### Direction
Reproduce every line of the material below verbatim, leaving out the pictures.

══ Task inputs ══

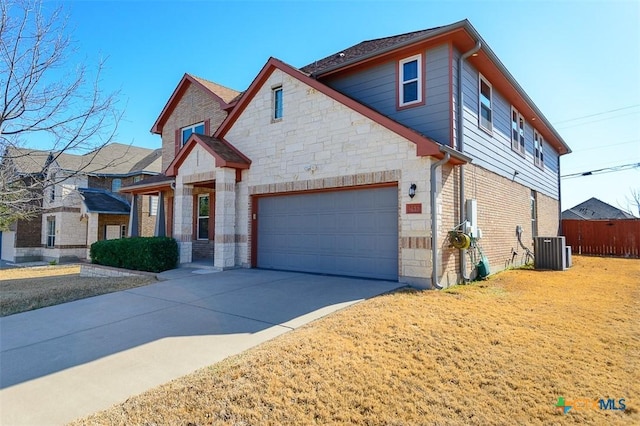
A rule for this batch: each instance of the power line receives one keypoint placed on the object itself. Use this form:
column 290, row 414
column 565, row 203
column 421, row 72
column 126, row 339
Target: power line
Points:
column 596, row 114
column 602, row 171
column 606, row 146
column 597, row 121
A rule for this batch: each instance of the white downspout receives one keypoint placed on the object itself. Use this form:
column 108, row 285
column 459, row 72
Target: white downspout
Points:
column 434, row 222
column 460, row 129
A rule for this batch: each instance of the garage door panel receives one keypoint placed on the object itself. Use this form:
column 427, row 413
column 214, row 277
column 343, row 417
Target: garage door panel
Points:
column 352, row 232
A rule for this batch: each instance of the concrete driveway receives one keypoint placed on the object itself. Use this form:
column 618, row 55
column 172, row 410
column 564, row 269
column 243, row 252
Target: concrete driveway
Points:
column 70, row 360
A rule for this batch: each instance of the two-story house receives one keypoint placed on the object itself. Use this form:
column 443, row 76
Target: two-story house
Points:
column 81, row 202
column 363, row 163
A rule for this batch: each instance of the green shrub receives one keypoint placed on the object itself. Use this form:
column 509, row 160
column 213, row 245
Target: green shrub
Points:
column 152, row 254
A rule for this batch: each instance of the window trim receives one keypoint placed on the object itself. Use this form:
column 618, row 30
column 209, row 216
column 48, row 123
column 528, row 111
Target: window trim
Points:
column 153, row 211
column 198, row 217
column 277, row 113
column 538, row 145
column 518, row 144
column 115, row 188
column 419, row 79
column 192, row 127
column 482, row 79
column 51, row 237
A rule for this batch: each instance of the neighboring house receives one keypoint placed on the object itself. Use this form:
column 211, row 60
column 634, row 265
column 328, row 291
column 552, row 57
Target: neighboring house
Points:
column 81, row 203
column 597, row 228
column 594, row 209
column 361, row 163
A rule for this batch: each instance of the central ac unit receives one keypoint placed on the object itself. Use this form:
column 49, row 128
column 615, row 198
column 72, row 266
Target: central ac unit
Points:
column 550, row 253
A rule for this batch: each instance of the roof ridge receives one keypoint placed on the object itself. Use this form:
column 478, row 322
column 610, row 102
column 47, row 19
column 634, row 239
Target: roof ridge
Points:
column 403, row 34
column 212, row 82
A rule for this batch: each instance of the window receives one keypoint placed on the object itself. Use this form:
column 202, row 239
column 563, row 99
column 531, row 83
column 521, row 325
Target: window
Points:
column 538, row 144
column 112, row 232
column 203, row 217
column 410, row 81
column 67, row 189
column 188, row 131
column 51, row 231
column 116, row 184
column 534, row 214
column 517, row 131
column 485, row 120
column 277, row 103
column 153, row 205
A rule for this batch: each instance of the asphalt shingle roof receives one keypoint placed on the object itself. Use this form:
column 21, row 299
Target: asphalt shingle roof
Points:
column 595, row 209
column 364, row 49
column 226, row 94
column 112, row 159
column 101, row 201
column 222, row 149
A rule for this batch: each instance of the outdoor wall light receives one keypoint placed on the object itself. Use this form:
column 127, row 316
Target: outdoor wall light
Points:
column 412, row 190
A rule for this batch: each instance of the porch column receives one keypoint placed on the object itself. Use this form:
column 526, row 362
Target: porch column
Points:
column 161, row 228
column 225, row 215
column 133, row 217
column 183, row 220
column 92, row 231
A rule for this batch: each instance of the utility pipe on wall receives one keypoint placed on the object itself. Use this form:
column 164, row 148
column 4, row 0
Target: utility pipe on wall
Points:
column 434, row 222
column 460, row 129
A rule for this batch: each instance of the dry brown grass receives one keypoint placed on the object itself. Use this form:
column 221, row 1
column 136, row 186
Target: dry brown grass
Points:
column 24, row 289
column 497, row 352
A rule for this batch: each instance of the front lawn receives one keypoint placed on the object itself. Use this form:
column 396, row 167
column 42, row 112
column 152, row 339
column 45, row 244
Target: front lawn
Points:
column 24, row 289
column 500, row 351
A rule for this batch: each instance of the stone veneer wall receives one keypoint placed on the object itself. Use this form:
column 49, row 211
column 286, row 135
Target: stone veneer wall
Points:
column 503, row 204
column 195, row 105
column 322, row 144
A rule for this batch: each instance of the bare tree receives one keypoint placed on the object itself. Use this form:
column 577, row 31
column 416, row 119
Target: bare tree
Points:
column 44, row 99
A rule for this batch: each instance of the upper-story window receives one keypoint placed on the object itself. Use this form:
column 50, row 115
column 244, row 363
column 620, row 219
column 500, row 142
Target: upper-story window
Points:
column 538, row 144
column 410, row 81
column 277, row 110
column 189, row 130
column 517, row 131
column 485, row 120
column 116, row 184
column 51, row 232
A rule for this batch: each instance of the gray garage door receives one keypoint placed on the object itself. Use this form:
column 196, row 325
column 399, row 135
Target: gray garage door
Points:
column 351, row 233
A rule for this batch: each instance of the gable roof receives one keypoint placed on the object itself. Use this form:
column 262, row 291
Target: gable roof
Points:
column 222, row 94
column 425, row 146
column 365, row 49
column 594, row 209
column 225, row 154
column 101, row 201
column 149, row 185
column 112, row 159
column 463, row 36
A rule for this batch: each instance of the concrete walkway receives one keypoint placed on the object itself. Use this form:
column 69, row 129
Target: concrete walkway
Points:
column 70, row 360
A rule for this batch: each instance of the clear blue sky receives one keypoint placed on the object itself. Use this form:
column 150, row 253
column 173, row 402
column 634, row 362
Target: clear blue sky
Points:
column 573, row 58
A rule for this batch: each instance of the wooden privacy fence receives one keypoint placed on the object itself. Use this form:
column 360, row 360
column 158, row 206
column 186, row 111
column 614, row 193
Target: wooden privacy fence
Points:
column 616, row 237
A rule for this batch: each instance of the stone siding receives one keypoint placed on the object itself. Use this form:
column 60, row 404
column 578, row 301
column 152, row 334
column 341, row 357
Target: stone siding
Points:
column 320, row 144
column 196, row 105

═══

### Full solution
A rule for this batch: each instance of the power line receives one keypoint placed on the object itself. Use this form:
column 290, row 414
column 565, row 203
column 421, row 72
column 126, row 339
Target: power line
Points:
column 596, row 114
column 602, row 171
column 606, row 146
column 597, row 121
A rule for this batch: each instance of the white downspout receives one keypoint placed on the object itself. Use this form:
column 108, row 285
column 459, row 72
Target: white downspout
Points:
column 434, row 222
column 460, row 129
A rule for this batch: each instance of the garage door panel receives one keypoint placed on the object itself. Use this form:
column 427, row 413
column 214, row 277
column 343, row 417
Target: garage door panel
Points:
column 352, row 232
A rule for this batch: each instance of the concrete driveway receives one keypoint placed on the object itself. Use this form:
column 618, row 55
column 172, row 410
column 564, row 269
column 243, row 252
Target: concrete driveway
Points:
column 70, row 360
A rule for this batch: each instance of the two-story house receives one keypoint placed on the object itself. Use this form:
column 443, row 76
Target: two-story house
Points:
column 81, row 202
column 363, row 163
A rule for this batch: each instance of the green shrub receives one keypoint placed on the object itself. Use this form:
column 509, row 160
column 213, row 245
Target: green shrub
Points:
column 152, row 254
A rule for this batch: each instance of the window trim receives one keypoint placed on the object itself. Use this form:
column 618, row 30
column 209, row 216
column 48, row 123
column 528, row 111
Target: window trim
Points:
column 153, row 211
column 198, row 217
column 277, row 113
column 538, row 145
column 518, row 144
column 115, row 188
column 419, row 79
column 192, row 127
column 482, row 79
column 51, row 237
A rule for this batch: each instance of the neighboring house receives one keypoint placed on the object itself. Use this form:
column 211, row 60
column 634, row 265
column 328, row 291
column 552, row 57
Target: neighboring house
Points:
column 81, row 203
column 597, row 228
column 594, row 209
column 361, row 163
A rule for this batch: each instance of the central ac unit receives one keypoint placed on the object itself. Use this form:
column 49, row 128
column 615, row 198
column 72, row 266
Target: central ac unit
Points:
column 550, row 253
A rule for this batch: each instance of the roof ridge receives one keypoint placed on the object itself. Use this form:
column 478, row 322
column 610, row 102
column 47, row 19
column 634, row 239
Target: roof ridge
Points:
column 403, row 34
column 212, row 82
A rule for this batch: each instance of the window receives one keypoint placed on the object itself. Use this form:
column 202, row 239
column 563, row 99
column 531, row 83
column 521, row 325
Target: window
Points:
column 538, row 144
column 112, row 232
column 203, row 217
column 410, row 81
column 67, row 189
column 188, row 131
column 51, row 231
column 116, row 184
column 534, row 214
column 517, row 131
column 485, row 120
column 277, row 103
column 153, row 205
A rule for this batch: each instance of the asphalt shingle roof receives one keypoint placed on the object itself. Use this form:
column 21, row 299
Target: asphalt shingle roof
Points:
column 595, row 209
column 364, row 49
column 226, row 94
column 112, row 159
column 101, row 201
column 222, row 149
A rule for this batch: each instance of the outdoor wall light receives one keypoint placed on the object itself. Use this form:
column 127, row 316
Target: outdoor wall light
Points:
column 412, row 190
A rule for this batch: each instance of the porch column receives one keypoint placed on the object itself. Use this form:
column 526, row 362
Target: porch column
Points:
column 161, row 228
column 225, row 215
column 133, row 217
column 183, row 220
column 92, row 231
A rule for this batch: each instance of the utility pipe on wall receives one keypoint placed on the object itself. Use this form:
column 164, row 148
column 4, row 0
Target: utility pipe on wall
Points:
column 434, row 222
column 460, row 129
A rule for this batch: each instance of the dry brown grass receives one keypoint placed on the object itself. Use this form:
column 221, row 1
column 136, row 186
Target: dry brown grass
Points:
column 24, row 289
column 497, row 352
A rule for this batch: each instance of the front lawn receives one keypoint placed on the object itself. Use this form:
column 396, row 167
column 42, row 112
column 152, row 339
column 45, row 244
Target: front lawn
Points:
column 24, row 289
column 500, row 351
A rule for this batch: each instance of the stone veneer wall receives one keypoint placed on the object itself. Use this form:
column 49, row 211
column 286, row 135
Target: stone veneer wall
Points:
column 503, row 204
column 195, row 105
column 322, row 144
A rule for this batch: each instance of the bare tree receives one keypoint placed on the object itself. Use this form:
column 577, row 31
column 416, row 119
Target: bare tree
Points:
column 44, row 99
A rule for this batch: each instance of the upper-story window receives one keypoint placed on the object itself. Use this form:
column 50, row 115
column 244, row 363
column 620, row 219
column 500, row 142
Target: upper-story window
Points:
column 538, row 144
column 410, row 81
column 277, row 110
column 189, row 130
column 517, row 131
column 485, row 120
column 116, row 184
column 51, row 232
A rule for this batch: each instance of the gray garage door receives one keypoint placed on the object itself. Use this form:
column 196, row 325
column 399, row 135
Target: gray garage door
Points:
column 351, row 233
A rule for this batch: each instance of the gable roof receives one keypoint placed on the object itself. Use this form:
column 262, row 291
Target: gable roof
Points:
column 222, row 94
column 425, row 146
column 365, row 49
column 594, row 209
column 225, row 154
column 101, row 201
column 149, row 185
column 112, row 159
column 463, row 36
A rule for this batch: each instance of the concrete walkway receives one keypoint placed on the object itself. Use this form:
column 69, row 129
Target: concrete walkway
Points:
column 70, row 360
A rule for this batch: each instance of the clear blue sky receives one keypoint placed on the object itself. Use this form:
column 150, row 253
column 173, row 402
column 634, row 362
Target: clear blue sky
Points:
column 573, row 58
A rule for this batch: each instance of the wooden privacy fence receives one keypoint placed on the object itself. Use this form:
column 360, row 360
column 158, row 206
column 186, row 111
column 614, row 193
Target: wooden privacy fence
Points:
column 616, row 237
A rule for this batch: each instance of the stone siding receives one keypoint placed on the object itself. Use this form:
column 60, row 404
column 578, row 301
column 152, row 334
column 341, row 357
Target: stone siding
Points:
column 320, row 144
column 196, row 105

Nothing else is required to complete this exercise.